- _DESCRIPTION OF THE TASK_
Extract, word for word and in full, the passage below about the president, entitlement cuts, and liberal distrust of the White House.

So far, the president seems inclined to use his newly acquired political capital, announcing shortly after the election that he will veto any bill extending the Bush tax cuts on income over $250,000. But he’s been less clear about entitlement programs. A memo obtained by journalist Bob Woodward showed that during negotiations last year on raising the debt ceiling, the White House was prepared to entertain cuts to Social Security, Medicare, Medicaid and TRICARE, the military health plan, as well as reduce tax rates on individuals and businesses. This has worried liberal blogs and activists.
“The president should absolutely not be trusted on the grand bargain,” said a senior liberal grass-roots strategist, who asked not to be named so as not to damage relations with Democrats. “It’s not hard to see where the president is on this. I think he has some kind of grand delusion about cutting Social Security and Medicare to save the country from some kind of crisis that doesn’t exist.”
In previous standoffs with Congress that have drawn pressure from progressives, the White House has been dismissive at best, and hostile at worst. In 2010, then-White House Press Secretary Robert Gibbs told The Hill that the “professional left … wouldn’t be satisfied [even] if Dennis Kucinich was president.” He went on to mock liberal priorities in a way that conservatives often do: “They will be satisfied when we have Canadian healthcare and we’ve eliminated the Pentagon. That’s not reality.” Relations have since repaired between the White House and the “professional left,” but the alliance is still uneasy.

- _INFORMATION GIVEN_

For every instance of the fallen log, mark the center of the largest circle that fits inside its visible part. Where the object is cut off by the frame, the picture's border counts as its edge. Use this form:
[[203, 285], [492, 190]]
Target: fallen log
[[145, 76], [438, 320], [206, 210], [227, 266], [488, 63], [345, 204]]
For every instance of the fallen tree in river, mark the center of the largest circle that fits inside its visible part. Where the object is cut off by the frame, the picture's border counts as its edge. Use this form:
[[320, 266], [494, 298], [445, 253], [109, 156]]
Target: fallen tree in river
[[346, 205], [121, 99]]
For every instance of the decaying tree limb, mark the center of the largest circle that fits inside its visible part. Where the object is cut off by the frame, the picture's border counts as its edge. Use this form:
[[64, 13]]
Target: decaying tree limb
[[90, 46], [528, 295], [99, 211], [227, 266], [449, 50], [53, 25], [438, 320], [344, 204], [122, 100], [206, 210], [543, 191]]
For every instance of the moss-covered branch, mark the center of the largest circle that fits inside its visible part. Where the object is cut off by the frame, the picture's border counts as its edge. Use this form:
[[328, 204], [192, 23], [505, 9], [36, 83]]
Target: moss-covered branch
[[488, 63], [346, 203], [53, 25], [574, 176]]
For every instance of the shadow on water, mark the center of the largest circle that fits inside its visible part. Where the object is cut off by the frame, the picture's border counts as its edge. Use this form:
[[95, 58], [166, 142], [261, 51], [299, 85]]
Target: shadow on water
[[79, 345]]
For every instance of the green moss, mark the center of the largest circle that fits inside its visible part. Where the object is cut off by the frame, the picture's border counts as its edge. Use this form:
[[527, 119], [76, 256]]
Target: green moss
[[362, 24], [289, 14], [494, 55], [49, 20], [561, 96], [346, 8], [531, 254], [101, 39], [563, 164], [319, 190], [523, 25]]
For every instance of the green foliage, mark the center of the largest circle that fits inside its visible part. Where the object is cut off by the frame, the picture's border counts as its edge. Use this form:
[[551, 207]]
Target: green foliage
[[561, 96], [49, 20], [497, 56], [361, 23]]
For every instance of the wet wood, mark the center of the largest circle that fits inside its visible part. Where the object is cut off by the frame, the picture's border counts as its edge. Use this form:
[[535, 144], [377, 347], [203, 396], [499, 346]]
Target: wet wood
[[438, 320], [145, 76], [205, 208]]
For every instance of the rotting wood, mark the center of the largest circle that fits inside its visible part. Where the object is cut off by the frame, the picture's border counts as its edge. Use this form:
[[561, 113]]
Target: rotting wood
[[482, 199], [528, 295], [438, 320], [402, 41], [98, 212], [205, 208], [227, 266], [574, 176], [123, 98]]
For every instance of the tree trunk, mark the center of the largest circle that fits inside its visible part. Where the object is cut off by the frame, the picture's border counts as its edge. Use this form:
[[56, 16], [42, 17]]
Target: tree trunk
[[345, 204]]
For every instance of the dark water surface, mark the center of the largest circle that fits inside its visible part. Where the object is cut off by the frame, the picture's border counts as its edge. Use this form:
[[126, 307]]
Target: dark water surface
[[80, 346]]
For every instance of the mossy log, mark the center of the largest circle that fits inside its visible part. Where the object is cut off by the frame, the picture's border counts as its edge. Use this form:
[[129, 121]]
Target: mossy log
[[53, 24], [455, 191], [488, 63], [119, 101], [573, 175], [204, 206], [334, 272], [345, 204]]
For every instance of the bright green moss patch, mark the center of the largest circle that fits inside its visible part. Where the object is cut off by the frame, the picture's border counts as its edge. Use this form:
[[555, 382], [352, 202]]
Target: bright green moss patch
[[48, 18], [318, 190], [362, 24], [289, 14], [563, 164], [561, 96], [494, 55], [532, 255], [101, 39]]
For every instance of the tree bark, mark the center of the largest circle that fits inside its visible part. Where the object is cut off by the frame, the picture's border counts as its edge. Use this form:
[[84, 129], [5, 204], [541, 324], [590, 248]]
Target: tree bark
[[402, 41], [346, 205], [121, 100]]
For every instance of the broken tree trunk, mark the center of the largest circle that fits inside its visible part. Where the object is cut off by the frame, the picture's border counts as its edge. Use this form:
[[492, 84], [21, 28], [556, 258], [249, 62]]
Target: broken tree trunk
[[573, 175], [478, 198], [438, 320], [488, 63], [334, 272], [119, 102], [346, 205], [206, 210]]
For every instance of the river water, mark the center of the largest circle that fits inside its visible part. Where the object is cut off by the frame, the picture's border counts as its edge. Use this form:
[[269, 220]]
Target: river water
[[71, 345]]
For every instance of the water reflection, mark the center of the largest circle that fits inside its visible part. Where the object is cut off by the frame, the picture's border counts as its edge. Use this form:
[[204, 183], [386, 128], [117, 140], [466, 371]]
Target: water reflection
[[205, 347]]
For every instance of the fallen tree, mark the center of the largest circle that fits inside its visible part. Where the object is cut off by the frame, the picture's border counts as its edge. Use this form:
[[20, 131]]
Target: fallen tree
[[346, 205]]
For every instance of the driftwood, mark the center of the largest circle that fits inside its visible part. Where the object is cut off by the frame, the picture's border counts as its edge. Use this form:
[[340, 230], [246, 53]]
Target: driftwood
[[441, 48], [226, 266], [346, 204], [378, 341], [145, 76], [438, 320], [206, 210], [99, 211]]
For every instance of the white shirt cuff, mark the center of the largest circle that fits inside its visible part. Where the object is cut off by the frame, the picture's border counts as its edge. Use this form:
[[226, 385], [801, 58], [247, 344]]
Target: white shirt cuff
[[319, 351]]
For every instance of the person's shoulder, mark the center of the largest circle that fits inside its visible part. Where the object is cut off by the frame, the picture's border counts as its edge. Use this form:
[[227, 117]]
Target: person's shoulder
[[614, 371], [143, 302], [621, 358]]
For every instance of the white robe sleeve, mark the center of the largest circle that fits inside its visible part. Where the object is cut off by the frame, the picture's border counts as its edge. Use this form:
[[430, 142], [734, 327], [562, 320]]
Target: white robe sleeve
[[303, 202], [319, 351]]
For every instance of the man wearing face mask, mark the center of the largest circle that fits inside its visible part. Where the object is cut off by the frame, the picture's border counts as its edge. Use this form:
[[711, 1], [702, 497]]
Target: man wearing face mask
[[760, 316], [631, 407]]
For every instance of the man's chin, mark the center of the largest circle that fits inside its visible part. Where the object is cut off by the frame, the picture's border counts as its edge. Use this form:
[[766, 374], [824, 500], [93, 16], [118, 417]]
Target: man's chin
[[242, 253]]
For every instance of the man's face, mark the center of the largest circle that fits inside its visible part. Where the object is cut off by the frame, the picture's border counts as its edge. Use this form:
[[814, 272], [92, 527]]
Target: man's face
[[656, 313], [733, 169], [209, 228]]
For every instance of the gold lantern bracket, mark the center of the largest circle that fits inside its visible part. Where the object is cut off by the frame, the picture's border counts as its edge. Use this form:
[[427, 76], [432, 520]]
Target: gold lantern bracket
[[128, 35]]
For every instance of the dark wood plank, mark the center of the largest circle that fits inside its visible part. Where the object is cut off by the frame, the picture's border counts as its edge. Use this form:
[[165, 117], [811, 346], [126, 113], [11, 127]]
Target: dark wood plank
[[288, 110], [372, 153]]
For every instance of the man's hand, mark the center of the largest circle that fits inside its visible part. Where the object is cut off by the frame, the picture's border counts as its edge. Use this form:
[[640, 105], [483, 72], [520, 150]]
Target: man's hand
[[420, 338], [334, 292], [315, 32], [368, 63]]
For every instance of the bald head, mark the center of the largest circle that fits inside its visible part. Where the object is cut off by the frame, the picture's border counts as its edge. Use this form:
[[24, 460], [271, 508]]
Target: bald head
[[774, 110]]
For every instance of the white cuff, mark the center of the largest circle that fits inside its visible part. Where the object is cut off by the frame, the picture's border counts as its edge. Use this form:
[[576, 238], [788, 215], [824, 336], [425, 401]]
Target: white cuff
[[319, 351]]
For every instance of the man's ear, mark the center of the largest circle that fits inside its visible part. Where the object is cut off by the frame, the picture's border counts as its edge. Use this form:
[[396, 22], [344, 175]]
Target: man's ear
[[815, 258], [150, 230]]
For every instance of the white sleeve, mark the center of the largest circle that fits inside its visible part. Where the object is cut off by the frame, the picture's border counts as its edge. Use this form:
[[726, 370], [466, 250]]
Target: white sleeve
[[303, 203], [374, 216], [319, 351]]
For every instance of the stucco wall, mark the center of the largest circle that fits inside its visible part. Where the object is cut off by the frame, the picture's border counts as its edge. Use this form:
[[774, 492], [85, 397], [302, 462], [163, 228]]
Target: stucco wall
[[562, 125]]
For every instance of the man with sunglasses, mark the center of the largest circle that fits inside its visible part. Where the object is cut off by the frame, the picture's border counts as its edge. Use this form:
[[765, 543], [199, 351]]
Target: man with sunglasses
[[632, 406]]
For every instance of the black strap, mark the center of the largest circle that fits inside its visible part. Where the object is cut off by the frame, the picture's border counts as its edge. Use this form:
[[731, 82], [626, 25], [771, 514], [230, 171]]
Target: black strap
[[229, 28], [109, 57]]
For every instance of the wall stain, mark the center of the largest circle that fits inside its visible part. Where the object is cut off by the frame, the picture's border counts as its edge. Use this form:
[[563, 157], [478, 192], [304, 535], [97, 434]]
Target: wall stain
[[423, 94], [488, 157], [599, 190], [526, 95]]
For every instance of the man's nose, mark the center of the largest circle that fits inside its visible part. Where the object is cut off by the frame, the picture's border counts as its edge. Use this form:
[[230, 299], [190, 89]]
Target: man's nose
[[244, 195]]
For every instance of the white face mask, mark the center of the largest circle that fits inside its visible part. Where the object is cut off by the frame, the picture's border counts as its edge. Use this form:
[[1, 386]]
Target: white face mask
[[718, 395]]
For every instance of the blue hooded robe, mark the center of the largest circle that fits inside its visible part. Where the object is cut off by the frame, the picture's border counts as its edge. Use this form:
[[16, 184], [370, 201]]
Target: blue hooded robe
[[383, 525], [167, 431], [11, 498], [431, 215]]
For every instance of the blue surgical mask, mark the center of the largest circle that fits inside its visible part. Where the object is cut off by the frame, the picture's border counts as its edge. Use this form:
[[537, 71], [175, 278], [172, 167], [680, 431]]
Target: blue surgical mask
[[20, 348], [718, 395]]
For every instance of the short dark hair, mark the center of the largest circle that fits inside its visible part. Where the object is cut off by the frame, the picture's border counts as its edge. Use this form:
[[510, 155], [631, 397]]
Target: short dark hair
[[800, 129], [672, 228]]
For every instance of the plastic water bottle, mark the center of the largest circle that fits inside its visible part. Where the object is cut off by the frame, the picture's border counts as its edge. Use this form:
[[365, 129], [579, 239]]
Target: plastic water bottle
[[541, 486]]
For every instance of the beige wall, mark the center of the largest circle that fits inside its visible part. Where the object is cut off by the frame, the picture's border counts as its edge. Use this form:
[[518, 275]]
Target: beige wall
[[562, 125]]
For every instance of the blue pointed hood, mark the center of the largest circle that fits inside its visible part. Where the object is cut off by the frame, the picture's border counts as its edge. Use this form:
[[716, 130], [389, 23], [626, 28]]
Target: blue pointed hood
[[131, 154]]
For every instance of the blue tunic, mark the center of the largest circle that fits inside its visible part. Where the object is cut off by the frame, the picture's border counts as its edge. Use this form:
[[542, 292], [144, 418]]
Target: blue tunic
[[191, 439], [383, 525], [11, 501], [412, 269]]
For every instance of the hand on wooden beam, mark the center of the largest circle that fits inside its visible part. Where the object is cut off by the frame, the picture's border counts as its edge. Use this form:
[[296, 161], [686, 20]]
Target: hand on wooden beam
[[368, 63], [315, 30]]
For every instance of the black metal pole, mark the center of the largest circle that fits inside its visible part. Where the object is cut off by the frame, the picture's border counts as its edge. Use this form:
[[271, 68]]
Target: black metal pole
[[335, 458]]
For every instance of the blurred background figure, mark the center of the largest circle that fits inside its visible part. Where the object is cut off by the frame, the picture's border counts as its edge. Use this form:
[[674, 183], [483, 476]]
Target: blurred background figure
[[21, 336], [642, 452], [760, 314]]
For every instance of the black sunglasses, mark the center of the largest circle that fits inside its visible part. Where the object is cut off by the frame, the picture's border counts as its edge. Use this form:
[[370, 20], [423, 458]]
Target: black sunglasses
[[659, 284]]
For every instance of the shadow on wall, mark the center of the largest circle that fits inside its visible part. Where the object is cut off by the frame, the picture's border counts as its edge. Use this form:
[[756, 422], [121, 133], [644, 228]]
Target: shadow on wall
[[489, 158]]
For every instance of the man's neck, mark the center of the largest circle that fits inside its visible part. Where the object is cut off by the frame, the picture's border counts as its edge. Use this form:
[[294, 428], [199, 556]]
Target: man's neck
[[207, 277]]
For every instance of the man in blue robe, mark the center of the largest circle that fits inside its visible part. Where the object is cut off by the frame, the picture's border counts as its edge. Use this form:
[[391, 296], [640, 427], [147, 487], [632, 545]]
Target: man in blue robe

- _RESULT OF THIS EXERCISE_
So far, the president seems inclined to use his newly acquired political capital, announcing shortly after the election that he will veto any bill extending the Bush tax cuts on income over $250,000. But he’s been less clear about entitlement programs. A memo obtained by journalist Bob Woodward showed that during negotiations last year on raising the debt ceiling, the White House was prepared to entertain cuts to Social Security, Medicare, Medicaid and TRICARE, the military health plan, as well as reduce tax rates on individuals and businesses. This has worried liberal blogs and activists.
“The president should absolutely not be trusted on the grand bargain,” said a senior liberal grass-roots strategist, who asked not to be named so as not to damage relations with Democrats. “It’s not hard to see where the president is on this. I think he has some kind of grand delusion about cutting Social Security and Medicare to save the country from some kind of crisis that doesn’t exist.”
In previous standoffs with Congress that have drawn pressure from progressives, the White House has been dismissive at best, and hostile at worst. In 2010, then-White House Press Secretary Robert Gibbs told The Hill that the “professional left … wouldn’t be satisfied [even] if Dennis Kucinich was president.” He went on to mock liberal priorities in a way that conservatives often do: “They will be satisfied when we have Canadian healthcare and we’ve eliminated the Pentagon. That’s not reality.” Relations have since repaired between the White House and the “professional left,” but the alliance is still uneasy.